Australia has achieved that two years early.
The seven year low in new HIV diagnoses is largely among gay and bisexual men, according to new research from the Kirby Institute. A huge queer community-led effort means more gay and bisexual men than ever are getting regular HIV tests, and it's essentially part of the culture; the gay dating app Grindr allows users to state if they're HIV positive or negative, and if positive, if their viral load is undetectable.
But the decline has not been equal across all populations, said Dr Rebecca Guy, one of the researchers from the Kirby Institute.
There has been no decline in Indigenous populations or internationally-born men in Australia who have sex with men, with researchers stressing the need to address why these communities are not being reached.
And the rise in heterosexual diagnoses is "concerning," said Guy, which is partly due to "sub-optimal testing rates".
"Diagnoses have remained steady for a long time, accounting for about 20 percent of the 1,000 new diagnoses each year," she said. "The increase is over the last two years, but we need to be cautious about that data."
It's particularly concerning due to about half (49 percent) of heterosexuals are diagnosed four or more years after contracting the viral, which "can effect the immune system, their health, or even pass it on unknowingly."
The point is, "we're not seeing a decline. This really emphasises the need for further strategies."
'Not In My Backyard'
There's an outdated idea among heterosexuals that HIV is "not in my backyard": in other words, unless you're a man who has sex with men, or inject drugs, then it's not going to affect you.
"Our research identified that particularly with heterosexual people, stigma is a main barrier to engage with services," said Guy. "Even though they know it's confidential, the community thinks that it's gay men and drug users who are affected, it's not in our community, it's not for heterosexual men and women."
That stigma exists within the medical community as well.
Costello told ten daily that she personally knows of two women in the past five years who have sought an HIV test and been told, "Oh, you don't need that," only to later been diagnosed as HIV positive.
She also has found herself facing medical professionals who ask invasive questions about how she acquired HIV for completely irrelevant procedures -- in her case, for treating an injured knee after a fall.
"As a woman living with HIV it appears I only have two options," she said. "I'm either a sex worker or somebody who injects drugs. I am neither." And as a matter of fact, sex workers in Australia have some of the lowest rates of HIV in the world, largely due to a huge emphasis on protected sex and regular testing.

> [Required tasks]
#1 According to the HIV article, in which groups has there been no decline in new diagnoses?
#2 Transcribe the stretch of the HIV article from "Costello told ten" through "as HIV positive." word for word.
#3 Condense the paragraph of the HIV article that begins "The seven year low" into a short bulleted list that keeps its main facts.

(Records from a collection)
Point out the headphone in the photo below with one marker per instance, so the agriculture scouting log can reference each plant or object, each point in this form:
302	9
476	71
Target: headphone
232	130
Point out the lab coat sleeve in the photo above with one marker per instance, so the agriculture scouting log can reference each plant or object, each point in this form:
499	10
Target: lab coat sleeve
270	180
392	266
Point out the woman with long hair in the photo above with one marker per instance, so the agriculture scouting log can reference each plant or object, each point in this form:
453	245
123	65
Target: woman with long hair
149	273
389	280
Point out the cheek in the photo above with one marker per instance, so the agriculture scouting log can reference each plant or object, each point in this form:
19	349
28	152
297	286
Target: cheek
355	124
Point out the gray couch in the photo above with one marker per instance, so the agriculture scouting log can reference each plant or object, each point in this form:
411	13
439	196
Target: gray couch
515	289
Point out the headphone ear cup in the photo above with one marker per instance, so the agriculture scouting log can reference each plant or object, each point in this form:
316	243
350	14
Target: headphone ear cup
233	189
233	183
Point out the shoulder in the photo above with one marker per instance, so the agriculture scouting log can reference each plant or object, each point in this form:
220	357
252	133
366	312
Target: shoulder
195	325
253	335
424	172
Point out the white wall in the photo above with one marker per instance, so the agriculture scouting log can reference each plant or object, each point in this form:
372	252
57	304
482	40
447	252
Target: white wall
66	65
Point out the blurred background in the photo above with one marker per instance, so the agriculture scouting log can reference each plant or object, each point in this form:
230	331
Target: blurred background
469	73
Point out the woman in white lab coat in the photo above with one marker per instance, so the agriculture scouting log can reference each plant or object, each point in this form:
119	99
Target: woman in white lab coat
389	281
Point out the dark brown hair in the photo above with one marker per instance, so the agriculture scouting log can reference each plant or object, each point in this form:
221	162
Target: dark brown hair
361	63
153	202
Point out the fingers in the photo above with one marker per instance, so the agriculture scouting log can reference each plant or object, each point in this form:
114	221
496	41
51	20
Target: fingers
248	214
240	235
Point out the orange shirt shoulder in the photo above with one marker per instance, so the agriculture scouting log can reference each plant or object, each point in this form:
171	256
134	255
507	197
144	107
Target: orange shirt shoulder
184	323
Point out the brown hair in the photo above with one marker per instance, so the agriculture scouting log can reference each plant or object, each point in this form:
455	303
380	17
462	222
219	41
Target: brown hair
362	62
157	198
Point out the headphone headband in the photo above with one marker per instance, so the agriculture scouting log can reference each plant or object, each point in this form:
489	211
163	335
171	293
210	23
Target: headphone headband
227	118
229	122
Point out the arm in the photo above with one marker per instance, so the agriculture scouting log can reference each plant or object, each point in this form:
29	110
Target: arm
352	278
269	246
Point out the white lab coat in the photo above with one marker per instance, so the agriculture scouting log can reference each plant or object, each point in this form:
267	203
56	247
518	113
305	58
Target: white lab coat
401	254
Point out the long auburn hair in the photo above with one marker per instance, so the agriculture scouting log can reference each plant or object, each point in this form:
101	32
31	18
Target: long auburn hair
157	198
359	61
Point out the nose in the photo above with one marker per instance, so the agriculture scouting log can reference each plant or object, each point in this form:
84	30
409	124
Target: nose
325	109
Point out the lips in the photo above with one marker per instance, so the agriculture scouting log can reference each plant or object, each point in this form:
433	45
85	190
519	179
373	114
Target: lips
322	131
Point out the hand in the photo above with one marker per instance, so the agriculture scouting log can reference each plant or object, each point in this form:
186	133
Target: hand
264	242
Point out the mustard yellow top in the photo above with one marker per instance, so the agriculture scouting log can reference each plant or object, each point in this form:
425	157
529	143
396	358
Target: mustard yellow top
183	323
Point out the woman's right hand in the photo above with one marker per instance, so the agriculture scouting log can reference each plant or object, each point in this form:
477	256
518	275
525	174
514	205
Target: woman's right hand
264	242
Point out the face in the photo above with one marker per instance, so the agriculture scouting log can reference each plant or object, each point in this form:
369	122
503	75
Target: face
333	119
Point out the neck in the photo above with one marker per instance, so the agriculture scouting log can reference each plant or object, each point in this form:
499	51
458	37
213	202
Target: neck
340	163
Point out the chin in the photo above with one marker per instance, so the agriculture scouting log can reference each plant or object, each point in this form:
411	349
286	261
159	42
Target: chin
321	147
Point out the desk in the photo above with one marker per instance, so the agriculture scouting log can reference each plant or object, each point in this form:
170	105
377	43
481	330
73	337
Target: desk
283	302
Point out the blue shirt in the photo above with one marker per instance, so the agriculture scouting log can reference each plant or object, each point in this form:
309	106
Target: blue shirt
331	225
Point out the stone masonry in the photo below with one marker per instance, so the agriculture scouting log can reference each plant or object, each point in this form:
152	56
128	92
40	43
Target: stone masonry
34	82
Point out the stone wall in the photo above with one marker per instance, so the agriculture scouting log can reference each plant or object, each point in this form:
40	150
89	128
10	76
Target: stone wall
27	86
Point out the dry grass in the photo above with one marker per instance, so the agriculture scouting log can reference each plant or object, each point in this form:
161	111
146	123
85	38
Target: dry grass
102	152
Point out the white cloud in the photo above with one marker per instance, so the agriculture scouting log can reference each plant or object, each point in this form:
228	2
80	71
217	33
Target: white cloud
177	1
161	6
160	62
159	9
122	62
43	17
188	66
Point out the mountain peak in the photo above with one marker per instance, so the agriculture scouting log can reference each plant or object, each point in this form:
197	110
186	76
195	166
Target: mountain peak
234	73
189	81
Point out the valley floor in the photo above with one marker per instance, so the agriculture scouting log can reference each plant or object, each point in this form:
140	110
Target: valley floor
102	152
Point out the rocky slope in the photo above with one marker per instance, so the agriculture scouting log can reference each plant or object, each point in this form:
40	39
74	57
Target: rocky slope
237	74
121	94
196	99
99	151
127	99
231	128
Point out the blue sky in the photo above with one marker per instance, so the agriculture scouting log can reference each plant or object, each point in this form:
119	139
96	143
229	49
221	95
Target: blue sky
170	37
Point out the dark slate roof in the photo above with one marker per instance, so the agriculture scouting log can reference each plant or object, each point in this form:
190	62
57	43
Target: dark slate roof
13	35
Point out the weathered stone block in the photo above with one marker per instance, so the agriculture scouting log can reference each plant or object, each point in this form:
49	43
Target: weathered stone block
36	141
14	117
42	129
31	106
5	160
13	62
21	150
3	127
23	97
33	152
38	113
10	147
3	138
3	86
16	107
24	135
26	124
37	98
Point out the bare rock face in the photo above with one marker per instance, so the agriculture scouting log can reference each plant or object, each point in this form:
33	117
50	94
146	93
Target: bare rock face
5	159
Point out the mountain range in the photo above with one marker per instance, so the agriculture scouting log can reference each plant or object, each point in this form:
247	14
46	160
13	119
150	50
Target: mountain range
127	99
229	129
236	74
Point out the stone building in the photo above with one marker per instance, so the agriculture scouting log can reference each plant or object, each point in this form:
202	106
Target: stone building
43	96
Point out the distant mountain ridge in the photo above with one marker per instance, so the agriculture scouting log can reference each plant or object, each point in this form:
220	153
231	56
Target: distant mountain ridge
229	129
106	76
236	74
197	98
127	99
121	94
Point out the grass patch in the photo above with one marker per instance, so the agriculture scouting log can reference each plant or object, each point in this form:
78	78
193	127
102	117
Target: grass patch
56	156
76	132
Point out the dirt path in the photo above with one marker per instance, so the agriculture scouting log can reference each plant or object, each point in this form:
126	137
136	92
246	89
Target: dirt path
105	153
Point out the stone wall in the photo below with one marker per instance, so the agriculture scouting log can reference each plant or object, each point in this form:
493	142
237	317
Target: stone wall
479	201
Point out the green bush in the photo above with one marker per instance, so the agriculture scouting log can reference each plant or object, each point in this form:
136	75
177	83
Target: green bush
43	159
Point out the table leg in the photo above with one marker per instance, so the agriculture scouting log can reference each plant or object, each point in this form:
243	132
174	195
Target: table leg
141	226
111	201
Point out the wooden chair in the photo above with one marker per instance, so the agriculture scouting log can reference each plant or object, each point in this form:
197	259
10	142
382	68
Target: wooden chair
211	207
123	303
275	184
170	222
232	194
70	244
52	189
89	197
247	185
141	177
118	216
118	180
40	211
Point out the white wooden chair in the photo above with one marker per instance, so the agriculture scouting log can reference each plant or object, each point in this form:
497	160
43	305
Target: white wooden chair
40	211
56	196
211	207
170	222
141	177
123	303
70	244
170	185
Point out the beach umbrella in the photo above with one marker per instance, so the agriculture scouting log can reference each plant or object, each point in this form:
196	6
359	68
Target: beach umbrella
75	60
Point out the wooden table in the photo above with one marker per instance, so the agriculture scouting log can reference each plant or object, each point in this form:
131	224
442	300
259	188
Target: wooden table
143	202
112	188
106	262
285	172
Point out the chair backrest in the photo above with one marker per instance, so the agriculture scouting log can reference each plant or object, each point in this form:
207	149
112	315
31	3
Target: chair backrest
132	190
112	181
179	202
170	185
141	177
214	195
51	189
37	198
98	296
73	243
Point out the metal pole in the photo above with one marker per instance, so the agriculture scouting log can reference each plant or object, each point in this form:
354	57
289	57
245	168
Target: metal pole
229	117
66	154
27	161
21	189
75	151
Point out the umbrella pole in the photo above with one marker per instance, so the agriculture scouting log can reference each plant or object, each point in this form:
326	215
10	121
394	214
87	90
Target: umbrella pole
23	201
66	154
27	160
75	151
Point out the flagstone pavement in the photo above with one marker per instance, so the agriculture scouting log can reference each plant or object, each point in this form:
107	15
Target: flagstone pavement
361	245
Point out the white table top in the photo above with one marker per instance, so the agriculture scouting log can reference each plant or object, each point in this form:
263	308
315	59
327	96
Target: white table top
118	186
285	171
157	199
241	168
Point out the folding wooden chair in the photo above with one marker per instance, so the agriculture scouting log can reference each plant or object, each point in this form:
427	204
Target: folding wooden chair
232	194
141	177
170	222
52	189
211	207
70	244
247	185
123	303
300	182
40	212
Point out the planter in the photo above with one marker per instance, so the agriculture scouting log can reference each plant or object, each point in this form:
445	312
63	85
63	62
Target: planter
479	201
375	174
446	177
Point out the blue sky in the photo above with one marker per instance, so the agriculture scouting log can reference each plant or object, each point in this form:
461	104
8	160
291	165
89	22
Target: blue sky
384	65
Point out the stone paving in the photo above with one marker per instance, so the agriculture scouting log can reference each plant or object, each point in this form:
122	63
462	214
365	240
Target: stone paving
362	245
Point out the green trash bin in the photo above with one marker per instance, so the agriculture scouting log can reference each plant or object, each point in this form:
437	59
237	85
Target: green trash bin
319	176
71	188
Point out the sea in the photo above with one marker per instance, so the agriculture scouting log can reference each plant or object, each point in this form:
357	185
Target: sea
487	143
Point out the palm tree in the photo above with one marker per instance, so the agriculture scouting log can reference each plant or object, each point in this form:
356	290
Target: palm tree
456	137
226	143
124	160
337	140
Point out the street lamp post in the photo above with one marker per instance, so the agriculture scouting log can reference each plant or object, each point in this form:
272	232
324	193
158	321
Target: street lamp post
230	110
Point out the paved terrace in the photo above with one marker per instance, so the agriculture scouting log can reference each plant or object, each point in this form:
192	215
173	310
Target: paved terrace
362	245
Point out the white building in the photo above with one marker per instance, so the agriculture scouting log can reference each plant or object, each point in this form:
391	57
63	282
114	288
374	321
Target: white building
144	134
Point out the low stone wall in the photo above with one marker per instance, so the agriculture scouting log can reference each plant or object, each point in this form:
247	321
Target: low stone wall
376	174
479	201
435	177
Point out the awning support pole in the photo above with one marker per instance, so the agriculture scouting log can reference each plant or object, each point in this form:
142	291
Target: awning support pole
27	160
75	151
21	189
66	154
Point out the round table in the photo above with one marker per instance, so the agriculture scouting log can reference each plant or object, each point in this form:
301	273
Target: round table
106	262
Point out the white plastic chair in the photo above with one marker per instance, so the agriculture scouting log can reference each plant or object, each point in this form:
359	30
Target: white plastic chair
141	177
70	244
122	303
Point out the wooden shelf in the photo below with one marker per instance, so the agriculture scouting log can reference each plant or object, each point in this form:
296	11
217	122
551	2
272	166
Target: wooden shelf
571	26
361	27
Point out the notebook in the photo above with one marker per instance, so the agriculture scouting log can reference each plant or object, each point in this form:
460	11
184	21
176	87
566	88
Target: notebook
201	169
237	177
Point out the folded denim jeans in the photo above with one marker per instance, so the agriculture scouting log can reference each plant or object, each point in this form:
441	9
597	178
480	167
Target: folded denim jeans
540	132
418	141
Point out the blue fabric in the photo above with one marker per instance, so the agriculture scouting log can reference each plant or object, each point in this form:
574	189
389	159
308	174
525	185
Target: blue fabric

> [Task-by-task solutions]
#1 Indigenous populations and internationally-born men in Australia who have sex with men.

#2
Costello told ten daily that she personally knows of two women in the past five years who have sought an HIV test and been told, "Oh, you don't need that," only to later been diagnosed as HIV positive.

#3
- New research from the Kirby Institute finds that the seven-year low in new HIV diagnoses is largely among gay and bisexual men.
- A huge queer community-led effort means more gay and bisexual men than ever are getting regular HIV tests, and testing is essentially part of the culture.
- The gay dating app Grindr lets users state whether they are HIV positive or negative and, if positive, whether their viral load is undetectable.